Page extract »
───
But like so many others, they went anyway, leaving Iowa on July 28, 1856, and then Florence, Nebraska on August 27th.

 

“Diary of Patience Loader Rosa [Rozsa] Archer.” Typescript, Harold B. Lee Library, Brigham Young University, Provo, Utah.

Mary Soar Taylor

Mary Soar Taylor, age thirty-one, was a widow when she came across the plains with her two sons, William Henry, twelve, and Jesse Soar Taylor, ten, in the Martin handcart company. Mary remembered their arrival in the Salk Lake Valley:

“Many had their limbs badly frozen[,] myself and William among the number…. I could not stand on my feet for three months after I arrived.”

In Mary’s letter to her posterity, she bore her testimony: “I know it is the work of God and I hope and trust that any of my posterity that may come in possession of this may be strengthened in their faith by it and be worthy of such parentage for truly we suffered much for the truth’s sake but the reward of the faithful is sure.”
───
Input data »
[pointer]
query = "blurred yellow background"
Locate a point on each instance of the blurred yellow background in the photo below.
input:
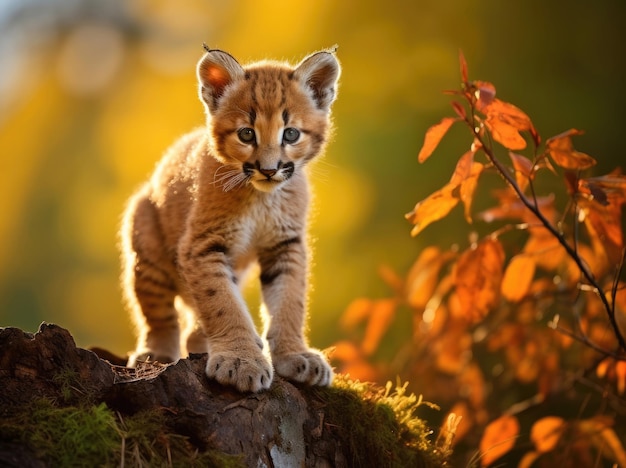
(92, 92)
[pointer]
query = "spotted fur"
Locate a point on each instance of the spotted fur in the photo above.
(226, 195)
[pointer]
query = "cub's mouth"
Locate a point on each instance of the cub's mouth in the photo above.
(267, 179)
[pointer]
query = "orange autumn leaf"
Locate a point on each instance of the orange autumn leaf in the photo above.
(505, 121)
(478, 276)
(499, 437)
(391, 278)
(562, 151)
(608, 184)
(383, 313)
(463, 66)
(461, 410)
(523, 169)
(546, 432)
(432, 208)
(468, 187)
(357, 311)
(604, 223)
(484, 93)
(528, 460)
(599, 432)
(433, 136)
(423, 276)
(441, 202)
(620, 376)
(518, 277)
(462, 170)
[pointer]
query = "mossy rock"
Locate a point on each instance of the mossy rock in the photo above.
(64, 406)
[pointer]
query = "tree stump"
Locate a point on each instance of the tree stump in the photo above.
(287, 426)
───
What you need to do »
• A. How many lines in the rows contain the string "query"? Reply with the number alone.
• B. Can you carry on the handcart passage, starting right after its final sentence?
The rows have no connection to the handcart passage.

Expected answers »
• A. 6

• B.
 

In Kate B. Carter, “Happenings in the Valley,” Our Pioneer Heritage, 20 vols. Salt Lake City: Daughters of Utah Pioneers, 1960, 3:247-49

Sarah Ann Franks

This incident most likely took place in Martin’s Cove:

“Sarah [Ann Franks, member of the Martin handcart company] became so weak and ill with chills and fever that she was taken into one of the wagons. Her sweetheart [George Padley] also became very ill from hunger and exposure and developed pneumonia and died. Sarah took her long-fringed shawl from her almost freezing body and had the brethren wrap her sweet-hear’s body in it. She couldn’t bear to think of his being buried with nothing to protect him from shoveled dirt and ravages of the weather. It as been said that the weather was so severe that his body was hung from a tree for others, who followed, to bury. [This also spared his body from being ravaged by wolves.] Sarah was too ill to even raise her head and witness the arrival of the relief wagons, which were greeted with joy and thanksgiving…. The sick were made comfortable in the wagons and were sent on ahead of the main company to the Salt Lake Valley.”

 

“Descendants of Thomas Mackay – Utah Pioneer, Vol. 1, Wives and Children.” Published by Thomas Mackay Family Organization, Murray, Utah, 1964.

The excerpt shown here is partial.